DIRECTIONS FOR THIS TASK: Print, exactly as written, the line containing "Localize the green plant." and every line after it, ending with the final line of the data below.
+++++
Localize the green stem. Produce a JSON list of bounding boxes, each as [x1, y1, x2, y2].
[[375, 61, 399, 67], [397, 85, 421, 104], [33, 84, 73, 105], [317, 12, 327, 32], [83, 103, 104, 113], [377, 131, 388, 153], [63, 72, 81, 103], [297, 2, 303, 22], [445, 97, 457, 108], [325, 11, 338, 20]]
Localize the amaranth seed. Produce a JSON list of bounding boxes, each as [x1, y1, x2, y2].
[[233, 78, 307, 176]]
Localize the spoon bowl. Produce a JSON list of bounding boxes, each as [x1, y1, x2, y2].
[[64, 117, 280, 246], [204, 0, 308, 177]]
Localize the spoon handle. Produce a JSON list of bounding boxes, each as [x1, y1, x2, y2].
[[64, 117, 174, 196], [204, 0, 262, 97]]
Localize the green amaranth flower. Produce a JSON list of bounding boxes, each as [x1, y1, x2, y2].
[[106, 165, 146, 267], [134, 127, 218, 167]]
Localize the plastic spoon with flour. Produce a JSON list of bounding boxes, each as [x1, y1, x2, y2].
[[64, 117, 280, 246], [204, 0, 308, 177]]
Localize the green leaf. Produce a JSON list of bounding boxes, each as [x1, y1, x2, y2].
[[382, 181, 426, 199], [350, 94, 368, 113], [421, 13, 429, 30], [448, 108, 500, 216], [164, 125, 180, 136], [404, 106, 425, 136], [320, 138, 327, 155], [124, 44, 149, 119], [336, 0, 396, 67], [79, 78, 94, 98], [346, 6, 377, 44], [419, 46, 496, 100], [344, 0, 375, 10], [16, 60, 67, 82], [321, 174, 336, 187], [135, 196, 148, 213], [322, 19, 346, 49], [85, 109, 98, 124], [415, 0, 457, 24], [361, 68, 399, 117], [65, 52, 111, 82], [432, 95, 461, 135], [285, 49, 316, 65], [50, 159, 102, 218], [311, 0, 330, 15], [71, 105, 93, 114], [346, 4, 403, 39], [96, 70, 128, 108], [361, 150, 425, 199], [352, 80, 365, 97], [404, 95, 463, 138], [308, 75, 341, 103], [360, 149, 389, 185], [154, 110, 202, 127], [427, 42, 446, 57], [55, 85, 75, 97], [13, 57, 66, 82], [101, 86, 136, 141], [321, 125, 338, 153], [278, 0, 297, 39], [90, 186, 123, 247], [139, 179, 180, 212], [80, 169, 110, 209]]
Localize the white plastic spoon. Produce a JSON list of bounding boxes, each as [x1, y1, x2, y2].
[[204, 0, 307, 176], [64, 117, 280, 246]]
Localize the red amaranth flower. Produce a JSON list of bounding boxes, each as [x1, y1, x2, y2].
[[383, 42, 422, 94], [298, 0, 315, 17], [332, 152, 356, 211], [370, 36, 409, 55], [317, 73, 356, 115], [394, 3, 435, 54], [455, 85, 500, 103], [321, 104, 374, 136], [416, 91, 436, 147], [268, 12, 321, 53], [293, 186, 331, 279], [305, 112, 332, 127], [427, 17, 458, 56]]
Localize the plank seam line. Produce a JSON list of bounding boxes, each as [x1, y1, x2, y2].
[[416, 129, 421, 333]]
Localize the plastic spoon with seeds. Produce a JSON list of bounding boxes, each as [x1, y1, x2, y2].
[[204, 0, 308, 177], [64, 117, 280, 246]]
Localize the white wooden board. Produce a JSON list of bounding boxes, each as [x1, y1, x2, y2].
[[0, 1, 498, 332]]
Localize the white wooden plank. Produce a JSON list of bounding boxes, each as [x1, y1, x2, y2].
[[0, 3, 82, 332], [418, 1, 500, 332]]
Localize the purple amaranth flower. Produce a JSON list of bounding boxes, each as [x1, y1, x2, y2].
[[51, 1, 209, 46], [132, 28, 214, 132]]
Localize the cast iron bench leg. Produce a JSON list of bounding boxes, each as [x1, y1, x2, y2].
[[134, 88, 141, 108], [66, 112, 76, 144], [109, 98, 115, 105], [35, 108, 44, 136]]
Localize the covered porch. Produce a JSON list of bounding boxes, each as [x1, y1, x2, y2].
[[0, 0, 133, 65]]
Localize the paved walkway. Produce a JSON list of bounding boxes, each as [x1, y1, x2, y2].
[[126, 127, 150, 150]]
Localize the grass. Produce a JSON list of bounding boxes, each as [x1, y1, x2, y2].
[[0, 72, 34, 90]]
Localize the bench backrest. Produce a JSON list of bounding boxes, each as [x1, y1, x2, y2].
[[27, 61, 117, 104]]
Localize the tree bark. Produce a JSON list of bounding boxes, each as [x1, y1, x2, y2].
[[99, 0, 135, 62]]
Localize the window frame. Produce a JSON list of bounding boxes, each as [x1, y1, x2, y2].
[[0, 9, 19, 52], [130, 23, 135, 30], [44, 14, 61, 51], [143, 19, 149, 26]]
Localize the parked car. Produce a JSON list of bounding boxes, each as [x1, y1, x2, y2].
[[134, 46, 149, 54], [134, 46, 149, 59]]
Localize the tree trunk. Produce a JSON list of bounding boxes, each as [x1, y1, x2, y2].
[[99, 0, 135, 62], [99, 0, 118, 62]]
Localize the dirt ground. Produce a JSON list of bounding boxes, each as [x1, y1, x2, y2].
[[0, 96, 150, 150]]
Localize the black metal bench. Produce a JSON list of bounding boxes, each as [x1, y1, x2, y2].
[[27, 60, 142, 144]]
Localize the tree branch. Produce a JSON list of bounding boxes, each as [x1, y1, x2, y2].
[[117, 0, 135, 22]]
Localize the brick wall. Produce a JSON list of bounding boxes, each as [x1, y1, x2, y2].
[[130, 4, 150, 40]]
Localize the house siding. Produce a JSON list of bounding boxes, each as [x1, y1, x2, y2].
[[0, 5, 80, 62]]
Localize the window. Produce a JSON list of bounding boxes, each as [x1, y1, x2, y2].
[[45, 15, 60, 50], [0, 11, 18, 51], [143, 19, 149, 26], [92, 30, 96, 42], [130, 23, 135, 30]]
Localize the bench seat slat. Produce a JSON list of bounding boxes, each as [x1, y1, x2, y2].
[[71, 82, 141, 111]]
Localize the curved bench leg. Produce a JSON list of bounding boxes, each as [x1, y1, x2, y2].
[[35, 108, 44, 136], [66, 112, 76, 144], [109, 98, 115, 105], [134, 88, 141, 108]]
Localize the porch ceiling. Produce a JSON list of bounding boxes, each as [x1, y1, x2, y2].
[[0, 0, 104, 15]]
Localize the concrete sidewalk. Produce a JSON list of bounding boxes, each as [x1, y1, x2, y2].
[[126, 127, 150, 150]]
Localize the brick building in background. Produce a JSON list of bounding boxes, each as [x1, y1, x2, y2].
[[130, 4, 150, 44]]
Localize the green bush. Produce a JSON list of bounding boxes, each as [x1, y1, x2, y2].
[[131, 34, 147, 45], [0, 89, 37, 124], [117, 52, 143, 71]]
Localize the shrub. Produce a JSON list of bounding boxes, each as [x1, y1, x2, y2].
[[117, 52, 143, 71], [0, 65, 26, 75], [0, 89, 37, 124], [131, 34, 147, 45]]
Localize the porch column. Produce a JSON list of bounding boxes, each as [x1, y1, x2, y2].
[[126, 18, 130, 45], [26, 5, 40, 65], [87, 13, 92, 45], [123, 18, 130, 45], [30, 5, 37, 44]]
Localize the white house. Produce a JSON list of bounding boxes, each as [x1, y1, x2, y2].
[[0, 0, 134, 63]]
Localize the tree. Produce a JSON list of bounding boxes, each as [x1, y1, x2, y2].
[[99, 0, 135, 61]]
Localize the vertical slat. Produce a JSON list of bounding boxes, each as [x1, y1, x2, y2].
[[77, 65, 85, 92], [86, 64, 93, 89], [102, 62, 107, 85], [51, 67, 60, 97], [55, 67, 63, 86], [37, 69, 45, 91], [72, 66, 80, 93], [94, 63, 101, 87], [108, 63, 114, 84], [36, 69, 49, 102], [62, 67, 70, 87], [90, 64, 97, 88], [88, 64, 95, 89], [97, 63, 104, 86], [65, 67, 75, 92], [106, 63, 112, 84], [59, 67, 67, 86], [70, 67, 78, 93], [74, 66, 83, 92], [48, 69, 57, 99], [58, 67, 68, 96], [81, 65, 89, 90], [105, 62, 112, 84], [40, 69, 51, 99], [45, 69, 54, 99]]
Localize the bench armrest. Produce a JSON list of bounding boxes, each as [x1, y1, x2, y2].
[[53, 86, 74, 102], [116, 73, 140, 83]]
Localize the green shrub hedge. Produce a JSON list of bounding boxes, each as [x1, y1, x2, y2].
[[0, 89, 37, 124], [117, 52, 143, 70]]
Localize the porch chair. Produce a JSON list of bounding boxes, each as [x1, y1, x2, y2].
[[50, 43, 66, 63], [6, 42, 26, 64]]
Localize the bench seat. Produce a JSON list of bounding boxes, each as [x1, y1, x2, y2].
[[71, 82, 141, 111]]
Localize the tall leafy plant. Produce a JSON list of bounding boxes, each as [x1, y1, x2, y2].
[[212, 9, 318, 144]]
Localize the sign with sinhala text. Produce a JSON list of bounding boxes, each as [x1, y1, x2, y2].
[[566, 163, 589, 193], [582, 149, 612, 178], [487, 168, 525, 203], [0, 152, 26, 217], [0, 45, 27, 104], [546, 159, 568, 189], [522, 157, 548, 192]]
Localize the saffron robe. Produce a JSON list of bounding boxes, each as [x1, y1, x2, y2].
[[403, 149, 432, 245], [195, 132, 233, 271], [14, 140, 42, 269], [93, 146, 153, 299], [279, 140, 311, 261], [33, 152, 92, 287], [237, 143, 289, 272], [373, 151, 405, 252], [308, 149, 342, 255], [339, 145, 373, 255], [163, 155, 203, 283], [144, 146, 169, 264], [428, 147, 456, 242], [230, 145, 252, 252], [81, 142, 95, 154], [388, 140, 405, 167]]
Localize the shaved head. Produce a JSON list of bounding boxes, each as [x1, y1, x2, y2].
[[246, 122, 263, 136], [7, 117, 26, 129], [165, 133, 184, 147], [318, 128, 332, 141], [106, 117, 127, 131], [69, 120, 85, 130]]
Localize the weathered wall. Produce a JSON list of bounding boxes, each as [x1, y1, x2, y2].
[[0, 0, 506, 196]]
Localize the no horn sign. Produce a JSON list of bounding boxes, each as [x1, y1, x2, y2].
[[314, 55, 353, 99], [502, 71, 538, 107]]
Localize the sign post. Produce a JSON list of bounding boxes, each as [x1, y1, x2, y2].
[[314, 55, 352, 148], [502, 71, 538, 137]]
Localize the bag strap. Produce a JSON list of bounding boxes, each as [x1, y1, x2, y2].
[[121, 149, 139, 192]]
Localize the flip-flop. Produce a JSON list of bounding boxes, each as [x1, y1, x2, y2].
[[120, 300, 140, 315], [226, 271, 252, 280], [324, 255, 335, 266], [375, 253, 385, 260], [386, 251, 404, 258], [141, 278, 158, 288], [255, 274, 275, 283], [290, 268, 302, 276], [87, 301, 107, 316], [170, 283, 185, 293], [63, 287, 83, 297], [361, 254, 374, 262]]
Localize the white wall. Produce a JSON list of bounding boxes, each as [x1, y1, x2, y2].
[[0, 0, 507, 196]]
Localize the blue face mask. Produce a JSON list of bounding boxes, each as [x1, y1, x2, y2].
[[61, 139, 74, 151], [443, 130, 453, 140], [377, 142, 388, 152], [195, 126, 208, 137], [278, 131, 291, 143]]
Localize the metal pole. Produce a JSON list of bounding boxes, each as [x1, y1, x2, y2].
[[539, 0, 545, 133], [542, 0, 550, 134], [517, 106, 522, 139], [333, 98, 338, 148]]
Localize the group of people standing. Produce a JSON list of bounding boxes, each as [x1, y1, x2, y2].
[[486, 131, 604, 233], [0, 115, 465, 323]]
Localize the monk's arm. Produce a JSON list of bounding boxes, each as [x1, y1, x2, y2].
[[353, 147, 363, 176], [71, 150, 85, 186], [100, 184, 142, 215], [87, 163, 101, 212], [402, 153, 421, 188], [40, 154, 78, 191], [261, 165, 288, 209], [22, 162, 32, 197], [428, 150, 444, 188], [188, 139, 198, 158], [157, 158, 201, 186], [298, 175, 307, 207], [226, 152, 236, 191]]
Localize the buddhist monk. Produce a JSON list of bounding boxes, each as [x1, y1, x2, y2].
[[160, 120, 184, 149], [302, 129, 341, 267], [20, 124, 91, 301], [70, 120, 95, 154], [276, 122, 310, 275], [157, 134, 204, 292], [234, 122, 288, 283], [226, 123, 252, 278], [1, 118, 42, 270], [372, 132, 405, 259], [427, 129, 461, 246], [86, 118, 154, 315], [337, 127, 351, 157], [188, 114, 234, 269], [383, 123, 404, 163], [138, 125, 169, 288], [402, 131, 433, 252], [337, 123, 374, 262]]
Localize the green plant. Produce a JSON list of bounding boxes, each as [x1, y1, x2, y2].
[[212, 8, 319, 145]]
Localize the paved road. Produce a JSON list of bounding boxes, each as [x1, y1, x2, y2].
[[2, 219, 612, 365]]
+++++
ANSWER TO THIS TASK:
Localize the green plant. Produce a JSON list of bounding boxes, each as [x1, y1, x2, y2].
[[212, 8, 319, 145]]
Localize the paved road. Produce a JSON list of bounding boxes, each as [x1, y1, x2, y2].
[[2, 219, 612, 365]]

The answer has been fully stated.